- [What to produce] Reproduce the material below without any change, everything from the line containing "Isolate each blue sky present in the scene." down to the line containing "[9,44,24,50]", with both of those lines included.

- [Data supplied]
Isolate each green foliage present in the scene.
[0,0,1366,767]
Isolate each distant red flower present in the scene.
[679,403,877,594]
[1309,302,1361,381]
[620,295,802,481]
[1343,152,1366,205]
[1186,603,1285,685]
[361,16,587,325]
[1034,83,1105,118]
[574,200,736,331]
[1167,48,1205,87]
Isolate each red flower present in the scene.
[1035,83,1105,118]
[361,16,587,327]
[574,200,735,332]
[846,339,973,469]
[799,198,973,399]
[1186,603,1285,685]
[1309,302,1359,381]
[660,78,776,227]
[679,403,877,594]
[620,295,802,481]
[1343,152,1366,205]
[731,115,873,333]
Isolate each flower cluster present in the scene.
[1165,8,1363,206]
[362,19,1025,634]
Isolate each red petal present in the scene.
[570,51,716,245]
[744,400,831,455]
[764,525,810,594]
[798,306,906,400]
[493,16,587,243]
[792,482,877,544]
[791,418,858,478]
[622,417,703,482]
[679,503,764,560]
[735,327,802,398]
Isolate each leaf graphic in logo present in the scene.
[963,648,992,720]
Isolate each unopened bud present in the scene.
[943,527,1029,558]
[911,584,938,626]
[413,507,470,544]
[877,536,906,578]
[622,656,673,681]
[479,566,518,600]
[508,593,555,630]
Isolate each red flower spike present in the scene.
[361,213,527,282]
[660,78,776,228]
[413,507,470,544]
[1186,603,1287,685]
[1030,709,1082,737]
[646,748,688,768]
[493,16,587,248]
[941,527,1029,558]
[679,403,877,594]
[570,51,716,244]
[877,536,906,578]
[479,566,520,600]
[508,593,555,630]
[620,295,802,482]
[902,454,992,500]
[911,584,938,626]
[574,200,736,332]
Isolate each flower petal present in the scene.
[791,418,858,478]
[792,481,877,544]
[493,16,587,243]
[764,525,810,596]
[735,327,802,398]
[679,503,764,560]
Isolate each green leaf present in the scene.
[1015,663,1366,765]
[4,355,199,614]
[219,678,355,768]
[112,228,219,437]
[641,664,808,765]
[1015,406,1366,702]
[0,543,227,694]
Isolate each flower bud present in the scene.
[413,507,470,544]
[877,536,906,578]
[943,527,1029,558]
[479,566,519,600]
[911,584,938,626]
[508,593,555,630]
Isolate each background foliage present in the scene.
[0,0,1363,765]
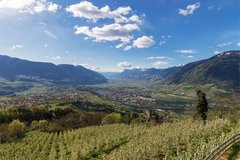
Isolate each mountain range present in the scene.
[0,50,240,90]
[113,50,240,88]
[0,55,107,85]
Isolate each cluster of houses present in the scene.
[0,91,81,108]
[79,87,156,107]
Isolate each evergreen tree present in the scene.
[196,90,208,121]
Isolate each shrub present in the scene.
[8,120,25,137]
[102,113,122,124]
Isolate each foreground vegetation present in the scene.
[0,119,240,160]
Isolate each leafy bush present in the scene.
[102,113,122,124]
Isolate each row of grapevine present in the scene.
[0,119,240,160]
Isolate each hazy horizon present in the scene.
[0,0,240,72]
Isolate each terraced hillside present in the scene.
[0,119,240,160]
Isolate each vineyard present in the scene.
[0,119,240,160]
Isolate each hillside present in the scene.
[115,67,181,82]
[0,55,107,84]
[115,50,240,88]
[0,119,239,160]
[167,51,240,88]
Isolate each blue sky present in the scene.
[0,0,240,72]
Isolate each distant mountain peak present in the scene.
[216,50,240,57]
[0,55,107,84]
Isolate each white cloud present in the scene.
[217,42,232,47]
[174,49,198,54]
[39,21,47,26]
[159,35,172,46]
[146,56,167,60]
[66,1,141,23]
[178,2,200,16]
[133,36,155,48]
[237,42,240,47]
[123,46,132,51]
[47,3,60,13]
[44,30,57,39]
[0,0,60,14]
[117,61,133,68]
[74,23,139,44]
[52,56,61,60]
[213,51,222,54]
[152,61,168,68]
[9,44,24,50]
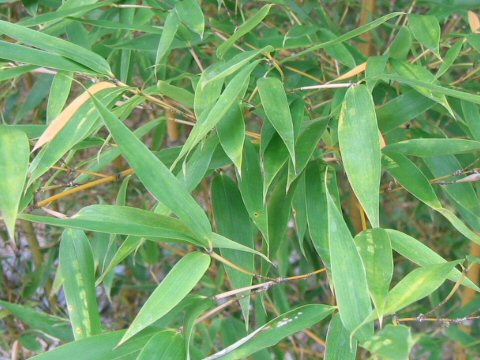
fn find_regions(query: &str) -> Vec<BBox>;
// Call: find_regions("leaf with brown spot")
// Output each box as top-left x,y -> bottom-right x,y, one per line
468,11 -> 480,33
33,81 -> 116,151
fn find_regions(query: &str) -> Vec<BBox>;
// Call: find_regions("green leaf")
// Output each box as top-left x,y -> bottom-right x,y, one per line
211,175 -> 255,324
174,60 -> 260,165
384,260 -> 463,315
257,78 -> 295,167
386,229 -> 480,292
408,14 -> 440,54
263,134 -> 288,202
0,20 -> 113,76
155,11 -> 180,66
280,12 -> 404,64
386,152 -> 442,208
383,138 -> 480,157
327,170 -> 373,341
217,103 -> 245,175
175,0 -> 205,38
338,85 -> 381,227
205,304 -> 335,360
200,46 -> 273,87
0,300 -> 73,342
93,98 -> 212,247
376,89 -> 435,133
354,228 -> 393,321
305,162 -> 331,270
325,315 -> 357,360
0,126 -> 30,239
60,229 -> 101,340
47,72 -> 73,124
119,252 -> 210,349
31,330 -> 156,360
435,41 -> 463,78
238,140 -> 268,242
217,4 -> 273,59
388,26 -> 412,60
461,101 -> 480,141
362,324 -> 414,360
20,205 -> 203,246
136,330 -> 186,360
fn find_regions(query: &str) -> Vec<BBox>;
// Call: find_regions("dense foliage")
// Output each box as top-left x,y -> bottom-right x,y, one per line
0,0 -> 480,360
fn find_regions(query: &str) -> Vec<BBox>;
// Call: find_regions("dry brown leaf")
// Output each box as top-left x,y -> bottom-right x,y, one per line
468,11 -> 480,33
333,62 -> 367,81
33,81 -> 116,151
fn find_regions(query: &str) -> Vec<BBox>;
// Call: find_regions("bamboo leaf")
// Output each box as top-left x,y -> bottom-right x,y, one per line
338,85 -> 381,227
0,20 -> 113,76
257,78 -> 295,167
384,260 -> 462,315
136,330 -> 185,360
386,229 -> 480,292
0,126 -> 30,239
217,4 -> 273,59
327,170 -> 373,341
408,14 -> 440,54
383,138 -> 480,157
93,98 -> 212,247
119,252 -> 210,349
155,11 -> 180,66
20,205 -> 202,246
60,229 -> 101,340
205,304 -> 334,360
354,228 -> 393,321
32,81 -> 116,151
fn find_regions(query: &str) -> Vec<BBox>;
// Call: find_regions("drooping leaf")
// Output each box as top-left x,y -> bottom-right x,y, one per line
217,4 -> 273,59
136,330 -> 185,360
384,260 -> 462,315
326,169 -> 373,341
362,324 -> 414,360
93,98 -> 211,247
119,252 -> 210,349
408,14 -> 440,53
354,228 -> 393,320
325,314 -> 357,360
0,126 -> 30,239
60,229 -> 101,340
338,85 -> 381,227
0,21 -> 112,76
205,304 -> 334,360
257,78 -> 295,167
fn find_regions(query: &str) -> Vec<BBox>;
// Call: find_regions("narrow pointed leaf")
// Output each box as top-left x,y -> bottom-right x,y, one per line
0,126 -> 30,239
119,252 -> 210,349
327,170 -> 373,341
384,260 -> 462,315
217,104 -> 245,171
355,228 -> 393,319
205,304 -> 334,360
136,330 -> 185,360
93,98 -> 212,247
257,78 -> 295,167
155,11 -> 180,66
386,229 -> 480,292
20,205 -> 202,246
338,85 -> 381,227
60,229 -> 101,340
0,20 -> 112,75
217,4 -> 273,59
175,0 -> 205,38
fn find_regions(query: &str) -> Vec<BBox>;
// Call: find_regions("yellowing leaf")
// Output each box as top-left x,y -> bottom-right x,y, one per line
468,11 -> 480,33
33,81 -> 116,151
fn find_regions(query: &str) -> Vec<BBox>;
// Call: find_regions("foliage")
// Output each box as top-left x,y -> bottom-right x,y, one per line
0,0 -> 480,360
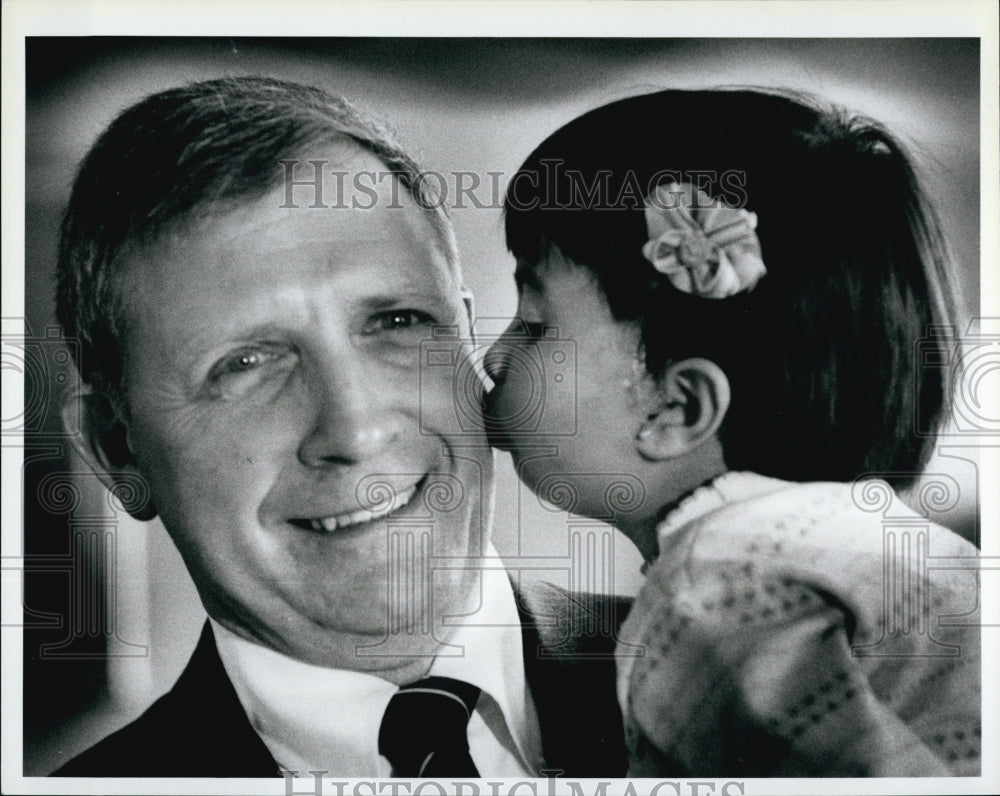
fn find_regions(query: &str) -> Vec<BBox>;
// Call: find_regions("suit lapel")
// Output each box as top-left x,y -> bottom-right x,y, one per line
515,585 -> 630,777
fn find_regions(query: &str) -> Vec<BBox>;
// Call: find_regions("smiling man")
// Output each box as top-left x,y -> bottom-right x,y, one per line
56,78 -> 624,777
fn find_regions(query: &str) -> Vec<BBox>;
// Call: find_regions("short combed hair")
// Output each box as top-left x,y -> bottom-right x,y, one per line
505,89 -> 954,486
56,76 -> 461,399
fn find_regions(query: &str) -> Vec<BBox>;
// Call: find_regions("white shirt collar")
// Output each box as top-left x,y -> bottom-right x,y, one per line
210,546 -> 543,777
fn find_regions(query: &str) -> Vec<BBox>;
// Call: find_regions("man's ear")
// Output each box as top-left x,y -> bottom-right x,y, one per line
62,386 -> 156,521
635,357 -> 730,461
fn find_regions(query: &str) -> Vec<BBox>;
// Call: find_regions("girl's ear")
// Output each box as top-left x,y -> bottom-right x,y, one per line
62,387 -> 156,521
635,357 -> 730,461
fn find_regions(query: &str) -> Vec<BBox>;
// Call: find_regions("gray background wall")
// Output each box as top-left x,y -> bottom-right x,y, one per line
24,38 -> 980,775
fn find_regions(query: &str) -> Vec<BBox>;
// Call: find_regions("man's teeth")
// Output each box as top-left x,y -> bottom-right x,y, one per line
311,484 -> 417,531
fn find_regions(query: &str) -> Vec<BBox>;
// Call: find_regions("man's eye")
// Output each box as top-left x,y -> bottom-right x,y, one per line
208,348 -> 295,398
219,351 -> 264,373
368,310 -> 434,333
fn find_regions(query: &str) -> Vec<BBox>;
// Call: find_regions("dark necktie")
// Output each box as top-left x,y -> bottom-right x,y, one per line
378,677 -> 479,779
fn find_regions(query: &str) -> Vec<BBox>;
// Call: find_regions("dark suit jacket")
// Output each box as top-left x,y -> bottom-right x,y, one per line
54,586 -> 630,777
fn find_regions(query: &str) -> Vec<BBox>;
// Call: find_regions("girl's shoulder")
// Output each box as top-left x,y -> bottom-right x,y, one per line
619,476 -> 979,776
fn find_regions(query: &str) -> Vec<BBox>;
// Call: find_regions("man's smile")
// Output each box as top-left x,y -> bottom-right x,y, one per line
289,476 -> 427,533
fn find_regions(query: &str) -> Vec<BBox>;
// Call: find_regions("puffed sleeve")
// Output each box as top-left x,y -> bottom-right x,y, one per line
619,559 -> 978,777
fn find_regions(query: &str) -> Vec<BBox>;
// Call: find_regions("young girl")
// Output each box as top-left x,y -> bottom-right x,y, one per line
485,90 -> 980,776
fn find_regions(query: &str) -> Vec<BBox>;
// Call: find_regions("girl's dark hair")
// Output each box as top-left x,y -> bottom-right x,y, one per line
505,85 -> 953,486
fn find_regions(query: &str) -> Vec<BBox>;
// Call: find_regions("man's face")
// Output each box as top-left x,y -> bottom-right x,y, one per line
117,149 -> 492,679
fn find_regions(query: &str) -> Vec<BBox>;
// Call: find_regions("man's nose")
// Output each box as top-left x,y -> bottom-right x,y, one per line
299,357 -> 404,467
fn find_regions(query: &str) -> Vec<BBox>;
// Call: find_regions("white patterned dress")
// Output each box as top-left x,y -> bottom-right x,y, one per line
617,473 -> 981,777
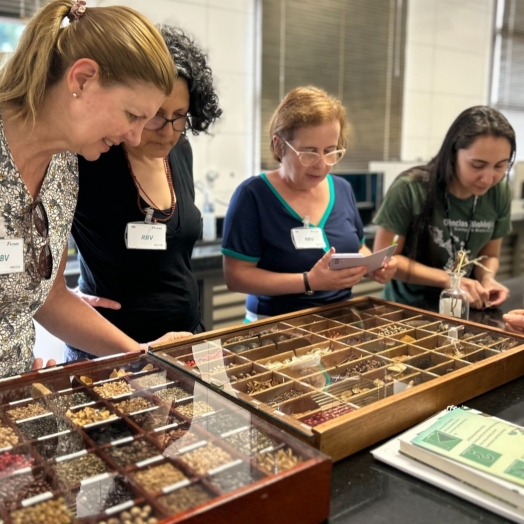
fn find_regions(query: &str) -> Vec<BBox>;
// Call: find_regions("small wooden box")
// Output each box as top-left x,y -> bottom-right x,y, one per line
152,297 -> 524,460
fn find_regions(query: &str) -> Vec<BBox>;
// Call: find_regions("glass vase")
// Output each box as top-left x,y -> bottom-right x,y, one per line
439,271 -> 469,320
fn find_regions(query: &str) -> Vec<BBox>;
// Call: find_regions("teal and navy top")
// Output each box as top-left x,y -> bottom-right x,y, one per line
222,174 -> 364,316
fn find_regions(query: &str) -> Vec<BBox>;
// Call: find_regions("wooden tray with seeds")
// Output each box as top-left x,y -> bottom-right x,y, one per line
0,352 -> 331,524
151,297 -> 524,460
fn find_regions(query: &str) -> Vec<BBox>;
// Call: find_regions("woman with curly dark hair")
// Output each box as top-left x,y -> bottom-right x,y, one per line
65,25 -> 222,361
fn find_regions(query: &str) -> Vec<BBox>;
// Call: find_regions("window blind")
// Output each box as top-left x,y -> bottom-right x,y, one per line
492,0 -> 524,111
260,0 -> 406,173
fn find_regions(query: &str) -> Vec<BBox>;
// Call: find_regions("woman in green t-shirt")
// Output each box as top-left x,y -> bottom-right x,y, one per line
374,106 -> 516,309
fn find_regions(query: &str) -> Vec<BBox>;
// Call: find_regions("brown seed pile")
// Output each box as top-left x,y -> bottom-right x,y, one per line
155,386 -> 193,402
11,497 -> 73,524
115,397 -> 154,413
105,438 -> 159,468
158,484 -> 211,513
181,444 -> 233,475
94,380 -> 135,398
226,428 -> 277,457
66,407 -> 116,426
53,453 -> 109,488
131,462 -> 187,493
257,448 -> 302,475
176,400 -> 215,419
98,504 -> 158,524
0,426 -> 19,448
7,403 -> 49,420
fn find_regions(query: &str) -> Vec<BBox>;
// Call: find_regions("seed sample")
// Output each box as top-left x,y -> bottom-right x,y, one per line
0,473 -> 51,508
35,431 -> 87,460
302,405 -> 355,428
11,497 -> 74,524
0,451 -> 35,477
0,426 -> 19,449
98,504 -> 158,524
133,373 -> 170,388
131,409 -> 173,431
180,444 -> 233,475
105,438 -> 159,468
94,380 -> 135,398
158,484 -> 211,513
7,402 -> 49,420
210,467 -> 263,493
154,386 -> 193,402
76,475 -> 133,515
85,419 -> 133,444
225,428 -> 277,457
176,400 -> 215,419
111,397 -> 150,413
256,448 -> 302,475
66,406 -> 116,426
49,391 -> 93,413
130,462 -> 187,493
53,453 -> 109,488
17,415 -> 65,440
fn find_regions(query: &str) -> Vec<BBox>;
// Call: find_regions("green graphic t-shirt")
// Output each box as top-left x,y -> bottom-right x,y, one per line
373,174 -> 511,308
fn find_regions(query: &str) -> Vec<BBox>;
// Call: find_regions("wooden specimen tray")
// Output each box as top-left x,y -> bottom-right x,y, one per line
151,297 -> 524,460
0,352 -> 331,524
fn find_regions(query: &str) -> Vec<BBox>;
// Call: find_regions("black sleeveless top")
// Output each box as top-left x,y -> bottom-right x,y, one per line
72,136 -> 201,342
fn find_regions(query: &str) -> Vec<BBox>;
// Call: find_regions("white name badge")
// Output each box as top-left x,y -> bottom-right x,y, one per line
291,227 -> 326,249
125,222 -> 167,249
0,238 -> 24,275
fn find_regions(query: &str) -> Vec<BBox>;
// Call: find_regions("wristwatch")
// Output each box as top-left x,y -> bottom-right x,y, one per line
302,271 -> 314,295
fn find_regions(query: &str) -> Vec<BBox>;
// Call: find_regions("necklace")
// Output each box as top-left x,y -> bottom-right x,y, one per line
122,146 -> 175,222
445,195 -> 478,260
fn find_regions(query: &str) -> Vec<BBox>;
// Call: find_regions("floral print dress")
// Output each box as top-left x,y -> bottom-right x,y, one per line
0,115 -> 78,377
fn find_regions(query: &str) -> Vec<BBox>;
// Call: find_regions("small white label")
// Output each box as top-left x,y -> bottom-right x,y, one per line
111,437 -> 133,446
207,459 -> 242,475
22,491 -> 53,508
37,366 -> 64,373
124,222 -> 167,249
136,455 -> 164,468
105,500 -> 135,515
178,440 -> 207,454
80,473 -> 112,486
220,426 -> 249,438
55,449 -> 87,462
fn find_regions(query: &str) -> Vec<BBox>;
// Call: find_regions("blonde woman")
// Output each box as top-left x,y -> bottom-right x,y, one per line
0,0 -> 182,376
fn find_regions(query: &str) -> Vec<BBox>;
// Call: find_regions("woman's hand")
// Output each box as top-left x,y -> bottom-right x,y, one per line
74,288 -> 122,309
308,247 -> 367,291
482,275 -> 509,307
460,278 -> 489,309
502,309 -> 524,334
369,257 -> 398,284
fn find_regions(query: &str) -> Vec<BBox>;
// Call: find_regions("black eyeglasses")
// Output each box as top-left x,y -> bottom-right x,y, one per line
144,113 -> 189,133
29,199 -> 53,282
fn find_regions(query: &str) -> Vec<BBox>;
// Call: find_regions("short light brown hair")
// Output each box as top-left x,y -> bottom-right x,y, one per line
269,86 -> 349,162
0,0 -> 176,123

- [Answer to the task]
Isolate each blue sky present in the scene.
[0,0,240,72]
Isolate each distant mountain peak present in the scene.
[216,50,240,57]
[0,55,107,84]
Isolate each white cloud present in the scene.
[217,42,232,47]
[174,49,198,54]
[39,21,47,26]
[159,35,172,46]
[146,56,167,60]
[66,1,141,23]
[178,2,200,16]
[133,36,155,48]
[237,42,240,47]
[123,46,132,51]
[47,3,60,13]
[44,30,57,39]
[0,0,60,14]
[117,61,133,68]
[74,23,139,44]
[52,56,61,60]
[213,51,222,54]
[152,61,168,68]
[9,44,24,50]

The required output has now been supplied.